▶ **Exercise prompt**
Exact repetition of every entry is required.
>> Begin Raw records
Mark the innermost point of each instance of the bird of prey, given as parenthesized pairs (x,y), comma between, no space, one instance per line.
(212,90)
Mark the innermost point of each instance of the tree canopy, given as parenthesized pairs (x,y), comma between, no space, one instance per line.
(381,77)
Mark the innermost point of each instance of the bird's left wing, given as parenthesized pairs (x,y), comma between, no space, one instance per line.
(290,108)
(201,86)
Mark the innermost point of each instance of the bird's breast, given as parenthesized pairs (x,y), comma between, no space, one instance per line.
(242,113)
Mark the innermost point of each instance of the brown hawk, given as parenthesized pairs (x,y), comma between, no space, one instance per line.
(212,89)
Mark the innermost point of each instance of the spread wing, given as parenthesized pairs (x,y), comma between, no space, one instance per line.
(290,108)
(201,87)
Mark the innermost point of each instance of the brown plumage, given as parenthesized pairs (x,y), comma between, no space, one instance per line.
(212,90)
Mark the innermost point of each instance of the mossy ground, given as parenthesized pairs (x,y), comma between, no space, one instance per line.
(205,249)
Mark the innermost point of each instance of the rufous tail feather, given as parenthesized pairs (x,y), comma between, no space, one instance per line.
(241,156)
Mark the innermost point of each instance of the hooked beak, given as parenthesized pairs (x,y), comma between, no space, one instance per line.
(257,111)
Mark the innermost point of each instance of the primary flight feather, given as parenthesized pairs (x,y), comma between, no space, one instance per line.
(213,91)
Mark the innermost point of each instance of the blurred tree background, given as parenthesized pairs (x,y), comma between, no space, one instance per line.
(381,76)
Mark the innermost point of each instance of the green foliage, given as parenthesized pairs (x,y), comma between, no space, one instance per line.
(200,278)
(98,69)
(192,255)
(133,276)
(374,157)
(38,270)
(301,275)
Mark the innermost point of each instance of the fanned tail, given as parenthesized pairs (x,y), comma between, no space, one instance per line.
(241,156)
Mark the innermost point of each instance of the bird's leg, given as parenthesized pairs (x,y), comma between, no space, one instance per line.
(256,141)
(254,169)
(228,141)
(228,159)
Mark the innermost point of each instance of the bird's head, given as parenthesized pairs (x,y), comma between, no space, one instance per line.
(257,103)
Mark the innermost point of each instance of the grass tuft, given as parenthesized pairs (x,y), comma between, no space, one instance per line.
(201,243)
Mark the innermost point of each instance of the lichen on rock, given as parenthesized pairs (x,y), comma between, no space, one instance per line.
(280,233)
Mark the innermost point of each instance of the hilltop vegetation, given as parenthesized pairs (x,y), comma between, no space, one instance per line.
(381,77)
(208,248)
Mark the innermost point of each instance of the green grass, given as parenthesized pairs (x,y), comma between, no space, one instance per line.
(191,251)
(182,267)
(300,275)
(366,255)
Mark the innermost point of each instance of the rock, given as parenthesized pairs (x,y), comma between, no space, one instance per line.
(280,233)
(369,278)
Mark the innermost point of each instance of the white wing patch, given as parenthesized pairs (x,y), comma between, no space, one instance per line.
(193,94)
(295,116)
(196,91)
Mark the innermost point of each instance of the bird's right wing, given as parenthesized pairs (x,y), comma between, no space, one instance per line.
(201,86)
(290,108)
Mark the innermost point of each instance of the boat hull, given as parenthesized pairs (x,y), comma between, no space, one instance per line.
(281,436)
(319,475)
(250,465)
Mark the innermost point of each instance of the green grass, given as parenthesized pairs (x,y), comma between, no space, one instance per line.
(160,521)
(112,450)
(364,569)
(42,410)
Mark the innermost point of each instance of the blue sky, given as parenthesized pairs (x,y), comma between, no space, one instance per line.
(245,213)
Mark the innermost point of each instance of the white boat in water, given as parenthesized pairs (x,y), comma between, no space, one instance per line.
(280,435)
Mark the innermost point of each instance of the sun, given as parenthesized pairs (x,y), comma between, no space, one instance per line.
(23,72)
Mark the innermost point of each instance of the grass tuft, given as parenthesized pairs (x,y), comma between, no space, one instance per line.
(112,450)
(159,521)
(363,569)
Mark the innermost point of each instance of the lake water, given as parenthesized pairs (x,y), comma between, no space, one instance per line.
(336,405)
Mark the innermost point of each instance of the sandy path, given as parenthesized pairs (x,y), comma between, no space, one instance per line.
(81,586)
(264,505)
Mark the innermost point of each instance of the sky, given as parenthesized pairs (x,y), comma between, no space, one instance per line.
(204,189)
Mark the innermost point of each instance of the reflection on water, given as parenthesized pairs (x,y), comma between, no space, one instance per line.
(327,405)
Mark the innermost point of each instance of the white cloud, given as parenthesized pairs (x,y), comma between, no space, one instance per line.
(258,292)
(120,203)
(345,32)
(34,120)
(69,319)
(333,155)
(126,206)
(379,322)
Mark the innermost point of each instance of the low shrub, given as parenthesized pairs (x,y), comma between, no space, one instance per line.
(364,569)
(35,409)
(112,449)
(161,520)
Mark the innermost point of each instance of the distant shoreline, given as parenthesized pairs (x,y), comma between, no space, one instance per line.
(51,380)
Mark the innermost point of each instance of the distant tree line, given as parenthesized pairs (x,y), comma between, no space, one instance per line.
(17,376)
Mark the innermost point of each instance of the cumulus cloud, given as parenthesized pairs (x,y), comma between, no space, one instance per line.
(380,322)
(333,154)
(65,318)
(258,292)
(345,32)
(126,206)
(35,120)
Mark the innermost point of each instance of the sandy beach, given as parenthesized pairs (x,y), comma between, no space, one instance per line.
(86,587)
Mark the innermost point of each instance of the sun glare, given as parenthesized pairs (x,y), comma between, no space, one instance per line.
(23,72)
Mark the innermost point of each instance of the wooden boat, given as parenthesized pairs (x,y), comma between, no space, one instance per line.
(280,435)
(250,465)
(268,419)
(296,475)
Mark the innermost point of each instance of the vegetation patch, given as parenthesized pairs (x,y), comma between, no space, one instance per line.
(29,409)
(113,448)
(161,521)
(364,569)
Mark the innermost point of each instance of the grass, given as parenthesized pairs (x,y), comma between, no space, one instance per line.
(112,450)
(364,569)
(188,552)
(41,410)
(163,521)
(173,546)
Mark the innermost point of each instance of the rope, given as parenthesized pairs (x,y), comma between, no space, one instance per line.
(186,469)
>> End Raw records
▶ **Solution to the problem**
Mark the innermost point of each instance of the bird of prey, given as parenthesized pairs (x,y), comma between, no space, one instance per line.
(212,90)
Mark the innermost point of each instance of the tree canopy, given as parenthesized pairs (x,y), comma between, no space, one instance per line.
(381,77)
Mark the innermost point of each instance of the bird's left wing, given as parenthesized pairs (x,y), comma between, no space, one instance per line.
(290,108)
(201,86)
Mark the innermost point of each instance of the bird's breast, given as parenthesized pairs (x,y), comma between, no space, one instance per line.
(242,113)
Mark the innermost point of each instance of the brown hawk, given as parenthesized pairs (x,y), comma between, no space, one instance per line.
(212,89)
Mark the innermost point of each instance of the spread wing, given as parenthesized pairs (x,y), comma between, no space, one instance per line.
(290,108)
(201,87)
Mark the innermost point of each instance of the brown plumage, given as parenthesized pairs (x,y), comma between, no space, one instance per line.
(212,90)
Mark the innermost point of each instance of the mossy ground, given as parenthesized pairs (x,y), comma between, no space, one instance per line.
(205,249)
Mark the innermost point of each instance of the rufous tail feather, given as parenthesized pairs (x,y), comma between, no space, one instance per line.
(241,156)
Mark the innermost point of each instance of the hooked beak, given as parenthesized pairs (x,y), comma between, no space, one instance per line.
(257,111)
Mark the innermost point of each instance of the primary flight feather, given as parenthesized pairs (x,y), comma between, no space, one instance per line.
(213,91)
Mark the innermost point of each instance of the blurred tree background, given as parenthesized pairs (x,y), comma between, no space, one instance per line.
(381,76)
Mark the innermost point of each instance of the green foliage, given as parenthesized pairs (x,y), comma between, no space, one instance per line.
(200,278)
(98,69)
(192,255)
(133,276)
(374,157)
(38,270)
(301,275)
Mark the innermost point of each instance of the fanned tail, given as parenthesized pairs (x,y), comma between, no space, one instance per line.
(241,156)
Mark the innermost point of each instance of the bird's leg, given as parenthesized pairs (x,y), comma between, no space, one instance per line.
(256,141)
(254,169)
(228,141)
(228,159)
Mark the innermost point of each instance of the bird's head, given as parenthesized pairs (x,y), comma between, no space, one instance per line.
(257,103)
Mark the innermost point of each instance of the grass tuft, given as parenthesized pairs (x,y), comma between, no space, one instance per line.
(201,243)
Mark the innermost point of each instance of the lichen on rock, given as parenthesized pairs (x,y), comma between, no space, one instance per line.
(280,233)
Mark the innermost point of each instance of the hilltop vegetation, given as parenthesized pairs (x,y), comma between, no space, one instance per line.
(381,77)
(208,248)
Mark the innermost point of each instance of the green grass, given as parenthesized pairs (x,y), comma between, no space, one instance per line.
(191,251)
(182,267)
(300,275)
(366,255)
Mark the innermost point of each instance of the rock, given as parenthesized pairs (x,y), comma between, no space, one instance per line.
(280,233)
(369,278)
Mark the innermost point of each instance of the white wing patch, given as parenthesized pairs (x,y), comma between, no space, one instance per line.
(193,94)
(295,116)
(196,91)
Mark the innermost point of each instance of the bird's right wing, given as parenthesized pairs (x,y), comma between, no space, one instance per line.
(201,86)
(290,108)
Mark the innermost point of each instance of the boat hull, given as parenthesized pairs (x,y), comma between, no space, one instance per line.
(281,436)
(319,475)
(250,465)
Mark the innermost point of each instance of the green grass, given as parenthesized pairs (x,y), comma between, no space, one instance per line.
(160,521)
(112,450)
(364,569)
(42,410)
Mark the innermost point of each instance of the blue sky, given as parenthesized pairs (x,y), comma between, no space, one instance per line.
(245,213)
Mark the innermost point of each instance of the white boat in water, given as parenthesized pairs (x,y), comma between, no space, one instance per line.
(280,435)
Mark the innermost point of each instance of the sun, given as parenthesized pairs (x,y), comma between, no space, one instance per line.
(23,72)
Mark the innermost point of each instance of the grass tuft, given as parenthesized pairs (x,y), comma between, no space, one instance per line.
(112,450)
(159,521)
(363,569)
Mark the innermost point of each instance of the lake water, given as parenthesized pairs (x,y), comma between, no space, one instance per line.
(336,405)
Mark the innermost point of each instance of the sandy path, given as parenthesized pairs (x,y), comma between, no space, one instance per line.
(81,586)
(264,505)
Mark the innermost point of each instance of the sky, given as parenthesized pairs (x,y), comma between, no space, one instance per line.
(204,189)
Mark the innermost point of each instance of the reflection on water, given as parenthesized pairs (x,y), comma between, no space, one instance per line.
(327,405)
Mark the innermost point of each instance of the white cloud, given as parenthesized pairs (x,y), comma between, no space, one instance per line.
(258,292)
(120,203)
(345,32)
(34,120)
(69,319)
(333,155)
(126,206)
(379,322)
Mark the innermost point of each instance of the low shrub, given as parenthesized pairs (x,y), comma between, no space, one instance per line.
(364,569)
(35,409)
(112,449)
(161,520)
Mark the innermost point of each instance of the distant shoreline, given as parenthesized pairs (x,y), comma between, no space, one instance per line.
(51,380)
Mark the innermost point of each instance of the distant tree line, given as parenthesized pairs (x,y), comma between, no space, one instance per line.
(17,376)
Mark the innermost point of each instance of the cumulus cloud, given as parenthesized pairs (x,y), comma between, no space, one instance per line.
(380,322)
(333,154)
(65,318)
(258,292)
(345,32)
(126,206)
(35,120)
Mark the innermost point of each instance of the sandy beach, given as parenthesized pairs (x,y), comma between, no space, one instance per line.
(86,587)
Mark the innermost point of each instance of the sun glare, given as parenthesized pairs (x,y), comma between, no space, one instance per line.
(23,72)
Mark the innermost point of each instance of the wooden boat, given as parenthesized pairs (x,y), comma between, no space, one instance per line.
(280,435)
(250,465)
(268,419)
(296,475)
Mark the innermost point of each instance of the vegetation patch, given as parenthesized pairs (x,y), comma between, no space, one instance per line.
(29,409)
(113,448)
(161,521)
(364,569)
Mark the innermost point of each instance of the grass, given as parenthesized pairs (x,y), comma between, no space, one instance per line.
(112,450)
(364,569)
(188,552)
(41,410)
(163,521)
(173,546)
Mark the innermost point of each instance of the rope, given as parenthesized pairs (x,y), comma between, no space, one instance per line.
(186,469)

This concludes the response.